┌─ Okuma metni

Soğuk kış günlerini geride bıraktık. Cemreler bile düştü ve İlkbahara nihayet merhaba diyebildik.
Kemiklerimiz tam olarak ısınmasa da yine idare ediyor ….
Bu arada ne hikmetse, televizyonlarda birbirini taklit eder gibi nostaljik dizi furyası hızla devam etmekte…
Bir akşam tesadüfen bir kanalda yayınlanan yeni bir diziye takılıverdi gözüm..
Özlem duyduğum bir kaç sahneyi görünce duygulanmadım desem yalan olur…
Şimdiler de sadece sinema ve dizilerde görebildiğim güzelliklerden kesitlere bu dizide de şahit oluyordum..
Kara trenin kalkış düdüğü, baraj için feda edilmemiş dereleri, sokak satıcılarını, özellikle mahalle aralarında yoğurtcuuuu diye bağıran yoğurtcuları, eskicileri, kader-kısmetcileri, kerpiç evleri, fötr şapkalı beyfendileri, çelik çomak oynayan çocukları gördüğümde çocukluk anılarım film şeridi gibi geçti gözümün önünden……
Hatırlaması ve hayal etmesi bile çok farklı bir duygu. İnsanın yaşı ilerledikce bu tür güzelliklere olan hasreti de katmerlenerek artıyor..

└─
┌─ Verilen bilgiler

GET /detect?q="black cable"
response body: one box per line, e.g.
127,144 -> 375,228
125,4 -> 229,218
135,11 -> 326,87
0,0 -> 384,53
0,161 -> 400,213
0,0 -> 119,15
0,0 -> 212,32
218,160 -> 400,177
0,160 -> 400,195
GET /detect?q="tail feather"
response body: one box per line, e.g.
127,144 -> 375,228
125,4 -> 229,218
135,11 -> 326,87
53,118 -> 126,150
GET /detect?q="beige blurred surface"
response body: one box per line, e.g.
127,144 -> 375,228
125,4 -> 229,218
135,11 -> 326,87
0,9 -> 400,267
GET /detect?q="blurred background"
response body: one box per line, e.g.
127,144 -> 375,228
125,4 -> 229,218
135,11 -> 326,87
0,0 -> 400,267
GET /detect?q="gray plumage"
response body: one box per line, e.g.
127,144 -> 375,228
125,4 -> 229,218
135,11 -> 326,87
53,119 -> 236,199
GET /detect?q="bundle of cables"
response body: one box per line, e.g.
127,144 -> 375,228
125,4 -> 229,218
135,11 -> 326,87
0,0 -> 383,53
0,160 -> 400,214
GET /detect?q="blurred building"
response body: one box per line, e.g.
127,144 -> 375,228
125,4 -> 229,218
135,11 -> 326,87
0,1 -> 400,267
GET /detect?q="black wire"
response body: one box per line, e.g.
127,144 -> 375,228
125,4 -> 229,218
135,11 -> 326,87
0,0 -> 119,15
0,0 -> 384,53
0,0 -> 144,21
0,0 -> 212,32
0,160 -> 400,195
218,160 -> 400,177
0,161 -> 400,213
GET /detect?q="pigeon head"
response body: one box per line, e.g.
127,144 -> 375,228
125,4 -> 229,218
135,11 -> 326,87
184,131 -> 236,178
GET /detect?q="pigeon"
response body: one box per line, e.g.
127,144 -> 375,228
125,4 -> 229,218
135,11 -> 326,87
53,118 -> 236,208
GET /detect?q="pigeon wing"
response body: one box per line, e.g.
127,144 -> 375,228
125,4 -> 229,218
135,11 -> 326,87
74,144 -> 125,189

└─

Yazılı görevler.
**1.** Nostaljik dizilerle ilgili yazıda "Kara trenin kalkış düdüğü" diye başlayan cümlede sayılan insanları sıralayın.
**2.** Nostaljik dizilerle ilgili yazıyı kaldığı yerden sürdürün.

Alıştırma sonuçları.
**1.** sokak satıcıları, yoğurtcular, eskiciler, kader-kısmetciler, fötr şapkalı beyfendiler, çelik çomak oynayan çocuklar

**2.**
Eskiden küçücük şeylerle bile mutlu olmasını becerebiliyorduk. Yokluk ve bir o kadar da yoksulluk içinde olsak bile bir başka mutluyduk eski günlerimizde….
Biz ki; yokluklar içinde Çanakkale’de destanlar yazan bir neslin torunlarıyız.
Kin, nefret, kıskançlık, hasetlik gibi bir takım duygulardan tamamen uzak bir şekilde, darda olan komşumuza top yekun yardım etmek için birbirimizle yarış ederdik..
Bugün mü? Sanırım şimdi o konuya girmesem daha iyi olur……
İşte HERŞEYE RAĞMEN isimli bu dizi; bana eski hasletlerimizi ve insanlığımızı hatırlatma imkânı vermişti.
Kendime bile ağır geldiğim bu günlerde, buna sebep iş yoğunluğu ya da kış yorgunluğu olsa gerek….
Benim yaşadığım şehirde herkes kendi türküsünü söylüyor, herkes kendi acısını yaşıyor. Kimsenin kimseye pek aldırdığı yok.. Egoizm: yaşam felsefesi olmuş.
Japonya ağlıyor, Ortadoğu kaynıyor, kıtalar yer değiştiriyor, Ay; Dünyamıza yaklaşmakta, dereler kuruyor, Yeşilırmak mahallemizde kanalizasyon tıkanıyor, Galatasaray küme düşmemeye oynuyor, BJK’ de Schuster gidiyor, Taşovam işsizlikle boğuşuyor..
Ne kadar da farklı dertlerle iç içe yaşıyoruz . İnsanoğlunun son yüzyılda hiç bir vakit yüzü gülmeyecek mi? Hep sıkıntılı günler bizimle kol kola olmak zorunda mı ?
Bu gidişle zannederim, ” Güzel günler göreceğiz” diyenler ne yazık ki , bunun sadece şarkısını dinlemekle yetinecekler….ve de güzel günlere hasret gidecekler…
Hayatın gerçeklerinden kaçmamız mümkün mü?.. Elbette mümkün değil..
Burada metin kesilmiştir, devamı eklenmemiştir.